> **Task 1**
In the September 11 remembrance, what time was the writer supposed to arrive at work that morning?
> **Task 2**
Carry on the September 11 remembrance from its final sentence, keeping the same casual first-person voice.

> **Document section**
◆ ◆ ◆ ◆ ◆
Well, here it is, September 17, and I'm just now getting around to writing something that I have meant to for a week. Ironically, this remembrance also hedges on being late....

It was September 11, 2001, and as usual, I was having a difficult time getting my ass in gear. I hated my job with a passion. I didn't make enough money, one boss was an asshole, one was a pussy, and my favorite people there had just quit under less-than-pleasant circumstances. I had begged for a raise, and been told to wait. My car was on its last legs. As in, overheating if you so much as idled the engine for 60 seconds. It made stoplights fun, and drive-thrus (which were and probably still are a major source of nutrition for me) an excitingly good time. I was supposed to be to work at 8:30, but it was 8:15 and I was just tooling along the road near my house. I turned on the radio, which was only working on AM stations at this point. And I heard something about the World Trade Center.

Not having had all my coffee yet, I wasn't really awake, and I didn't quite comprehend at first. Then I heard that a PLANE had crashed into the building. And I wasn't even to Interstate 35 before I heard the second plane hit.
◆ ◆ ◆ ◆ ◆
> **Given information**
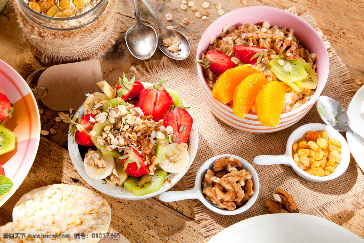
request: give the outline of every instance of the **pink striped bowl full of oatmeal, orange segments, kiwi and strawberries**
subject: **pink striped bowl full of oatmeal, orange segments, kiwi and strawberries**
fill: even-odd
◆ ◆ ◆ ◆ ◆
> **Answer area 1**
8:30

> **Answer area 2**
My first instinct was to turn around and go home. But I didn't do that. I was too chickenshit to skip work. I always felt, even though my rational head knew better, that I was going to get fired for the smallest of mistakes. You see, one of the people who quit was my BFRB. It's a long story, and it's not my story. But she is the reason I took that job in the first place. She sat in on the interview, and I knew, within 5 minutes, that we would be friends. Within a day of working there, it was like I'd known her for years. And three years later, I was absolutely not even remotely happy about going to this job when she wasn't there.

I digress. Anyway, I drove to work, and it was surreal. The office was very small. One co-worker was very young, and didn't really have a clue what this meant. The other was a few years older than I was, and had MSN pulled up on the computer. That was the first time I saw the images that are now burned into everyone's brain.

This was only four years ago, and I feel like I have lived three lifetimes since then.

Four years ago, I had never bought a car by myself. I didn't have the balls to quit a job I hated because I was afraid I couldn't get another one. I had just come out of yet another "being used" kind of relationship. I had no faith in myself.

However, I was taking steps toward being more assertive. I had a very frank talk with my boss when BFRB quit (the pussy, not the asshole), and said some things that I never imagined I would have the nerve to say...about my own value, and about what I could and could not live with. I had actually gone and test-driven some cars. But I was still a child, inside. I was afraid. I lived afraid.

Most people did not know that about me, but my closest friends did. They knew that no matter how much I bitched about my job and my car, I didn't think I had the power to change those things. I put on a good act, gave good advice, but didn't believe myself and didn't follow the words I said to others.

I'm not trying to say that September 11 was this watershed moment in my life. I think it did really drive home the point, though, that the world can change in a heartbeat.

What I've realized, since then, is that changes always seem to happen FAST.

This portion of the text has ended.